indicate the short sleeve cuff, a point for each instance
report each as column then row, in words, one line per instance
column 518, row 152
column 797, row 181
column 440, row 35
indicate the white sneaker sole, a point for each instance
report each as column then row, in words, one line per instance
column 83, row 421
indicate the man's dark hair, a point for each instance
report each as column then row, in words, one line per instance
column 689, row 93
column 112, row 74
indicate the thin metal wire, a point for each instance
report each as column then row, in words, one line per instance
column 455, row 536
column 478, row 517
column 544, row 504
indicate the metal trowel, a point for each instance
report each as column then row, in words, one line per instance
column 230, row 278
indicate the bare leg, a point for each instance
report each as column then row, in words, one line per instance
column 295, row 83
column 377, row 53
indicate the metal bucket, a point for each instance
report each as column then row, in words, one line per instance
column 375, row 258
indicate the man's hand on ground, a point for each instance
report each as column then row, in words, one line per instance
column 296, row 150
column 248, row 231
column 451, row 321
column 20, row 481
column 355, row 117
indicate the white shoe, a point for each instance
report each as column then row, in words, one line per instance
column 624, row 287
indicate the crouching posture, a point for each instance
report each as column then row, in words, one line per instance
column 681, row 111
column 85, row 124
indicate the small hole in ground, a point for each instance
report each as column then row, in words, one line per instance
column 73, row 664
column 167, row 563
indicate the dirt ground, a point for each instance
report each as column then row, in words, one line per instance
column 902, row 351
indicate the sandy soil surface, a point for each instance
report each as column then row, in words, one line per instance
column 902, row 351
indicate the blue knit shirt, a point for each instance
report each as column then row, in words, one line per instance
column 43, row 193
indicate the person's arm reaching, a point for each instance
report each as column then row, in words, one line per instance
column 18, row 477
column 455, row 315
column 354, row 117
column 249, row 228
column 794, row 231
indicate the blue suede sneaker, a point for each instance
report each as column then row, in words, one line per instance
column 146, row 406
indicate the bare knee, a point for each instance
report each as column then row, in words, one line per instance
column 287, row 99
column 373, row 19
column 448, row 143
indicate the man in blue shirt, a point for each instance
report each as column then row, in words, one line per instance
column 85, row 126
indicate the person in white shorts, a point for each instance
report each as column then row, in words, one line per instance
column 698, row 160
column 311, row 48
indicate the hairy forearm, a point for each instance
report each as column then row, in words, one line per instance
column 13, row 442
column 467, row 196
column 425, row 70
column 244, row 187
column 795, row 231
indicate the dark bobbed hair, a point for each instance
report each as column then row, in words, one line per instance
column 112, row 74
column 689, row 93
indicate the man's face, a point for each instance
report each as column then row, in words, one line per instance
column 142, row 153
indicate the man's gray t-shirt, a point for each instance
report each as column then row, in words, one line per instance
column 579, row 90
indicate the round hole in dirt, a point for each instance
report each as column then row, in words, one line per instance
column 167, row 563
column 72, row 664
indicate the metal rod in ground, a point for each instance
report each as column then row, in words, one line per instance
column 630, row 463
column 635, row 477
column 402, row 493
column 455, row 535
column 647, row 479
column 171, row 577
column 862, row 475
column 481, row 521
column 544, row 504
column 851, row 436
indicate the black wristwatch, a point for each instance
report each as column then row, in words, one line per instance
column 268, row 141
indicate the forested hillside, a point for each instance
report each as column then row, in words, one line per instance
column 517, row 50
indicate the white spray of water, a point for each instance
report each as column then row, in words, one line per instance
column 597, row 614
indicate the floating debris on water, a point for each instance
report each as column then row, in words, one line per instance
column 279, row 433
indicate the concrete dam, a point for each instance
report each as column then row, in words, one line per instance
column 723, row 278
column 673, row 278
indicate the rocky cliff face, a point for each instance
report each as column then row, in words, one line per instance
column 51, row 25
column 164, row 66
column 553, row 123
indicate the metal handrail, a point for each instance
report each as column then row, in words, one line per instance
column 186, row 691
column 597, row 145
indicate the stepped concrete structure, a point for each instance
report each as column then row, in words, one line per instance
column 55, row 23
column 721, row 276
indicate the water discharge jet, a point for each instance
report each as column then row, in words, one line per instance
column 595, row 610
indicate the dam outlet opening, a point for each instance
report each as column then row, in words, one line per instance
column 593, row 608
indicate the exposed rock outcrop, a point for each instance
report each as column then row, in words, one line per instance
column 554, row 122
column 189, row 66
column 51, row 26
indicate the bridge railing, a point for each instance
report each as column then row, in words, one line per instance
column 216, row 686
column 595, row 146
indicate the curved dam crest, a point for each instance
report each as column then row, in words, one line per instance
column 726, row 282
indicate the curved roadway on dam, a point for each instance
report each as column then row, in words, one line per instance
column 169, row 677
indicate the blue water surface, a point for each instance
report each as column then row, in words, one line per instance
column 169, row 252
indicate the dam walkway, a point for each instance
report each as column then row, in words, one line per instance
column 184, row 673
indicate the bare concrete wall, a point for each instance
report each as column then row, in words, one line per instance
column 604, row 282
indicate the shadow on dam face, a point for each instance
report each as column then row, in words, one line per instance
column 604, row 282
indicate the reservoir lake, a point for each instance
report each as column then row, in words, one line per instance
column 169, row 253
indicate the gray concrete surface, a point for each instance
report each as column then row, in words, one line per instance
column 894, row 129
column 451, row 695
+++++
#### [Stated task]
Rewrite the records from the line containing "indicate the gray" through the end of the records as a two-column CSV with the headers input and output. Give one row for each text and its answer, put each field in double quotes, and replace line breaks with spaces.

#### [Answer]
input,output
"indicate the gray concrete surface, a point for each instance report each as column then row, in words, one line per instance","column 894, row 129 column 451, row 695"